- TASK DIRECTIONS:
Put every line of the rows below into a Markdown table with the columns n and Line, numbering the lines in order. Leave out blank lines and the pictures.

- RECORDS FOR THE EXERCISE:
_ _ _ _ _
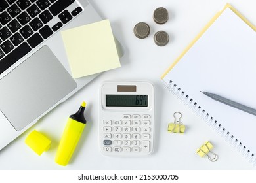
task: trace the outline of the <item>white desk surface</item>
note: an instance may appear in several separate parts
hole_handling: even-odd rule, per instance
[[[5,148],[0,152],[0,169],[255,169],[231,145],[165,90],[160,78],[226,3],[230,3],[256,25],[256,1],[89,1],[103,18],[110,19],[116,37],[125,47],[121,67],[100,75]],[[169,12],[169,20],[163,25],[156,24],[152,19],[153,11],[160,7],[165,7]],[[134,25],[139,22],[147,22],[151,28],[150,35],[144,39],[137,39],[133,34]],[[154,33],[159,30],[165,31],[171,36],[165,46],[158,46],[153,41]],[[186,77],[186,71],[183,71],[181,76]],[[154,84],[156,141],[154,152],[149,156],[107,157],[99,151],[99,86],[103,81],[116,79],[146,80]],[[87,126],[70,163],[62,167],[54,163],[58,142],[68,117],[76,112],[82,101],[87,103]],[[167,131],[167,124],[173,121],[173,114],[177,111],[182,113],[182,120],[186,126],[182,135]],[[41,156],[24,143],[25,138],[33,129],[45,133],[53,141],[50,150]],[[196,153],[196,149],[207,140],[214,144],[213,151],[219,156],[215,163],[209,161],[205,157],[200,158]]]

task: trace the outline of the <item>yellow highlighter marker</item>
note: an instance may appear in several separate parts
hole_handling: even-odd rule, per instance
[[[55,158],[55,162],[60,165],[68,165],[85,127],[85,106],[83,102],[78,111],[68,118]]]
_ _ _ _ _
- TASK OUTPUT:
| n | Line |
|---|---|
| 1 | task: trace the outline of the <item>white desk surface</item> |
| 2 | note: an instance may appear in several separate parts |
| 3 | hole_handling: even-odd rule, per instance |
| 4 | [[[5,148],[0,152],[0,169],[255,169],[231,145],[165,90],[160,78],[226,3],[230,3],[256,25],[256,1],[89,1],[103,18],[110,19],[116,37],[125,47],[121,67],[100,75]],[[169,12],[169,20],[163,25],[156,24],[152,19],[153,11],[160,7],[165,7]],[[134,25],[139,22],[147,22],[151,28],[150,35],[144,39],[137,39],[133,34]],[[154,33],[159,30],[165,31],[171,36],[165,46],[158,46],[153,41]],[[186,77],[186,71],[183,71],[181,76]],[[154,84],[156,141],[154,152],[149,156],[107,157],[99,151],[99,86],[103,81],[116,79],[146,80]],[[87,126],[70,163],[62,167],[54,163],[58,142],[68,117],[76,112],[82,101],[87,103]],[[167,131],[167,124],[173,121],[173,114],[177,111],[182,113],[182,120],[186,126],[182,135]],[[41,156],[24,143],[25,138],[33,129],[45,133],[53,141],[50,150]],[[196,153],[196,149],[207,140],[214,144],[213,151],[219,156],[215,163],[209,161],[205,157],[200,158]]] |
| 5 | task: trace the outline of the <item>yellow highlighter marker</item> |
| 6 | note: an instance may appear in several separate parts |
| 7 | hole_handling: even-odd rule, per instance |
| 8 | [[[55,158],[55,162],[60,165],[68,165],[85,127],[85,106],[83,102],[78,111],[68,118]]] |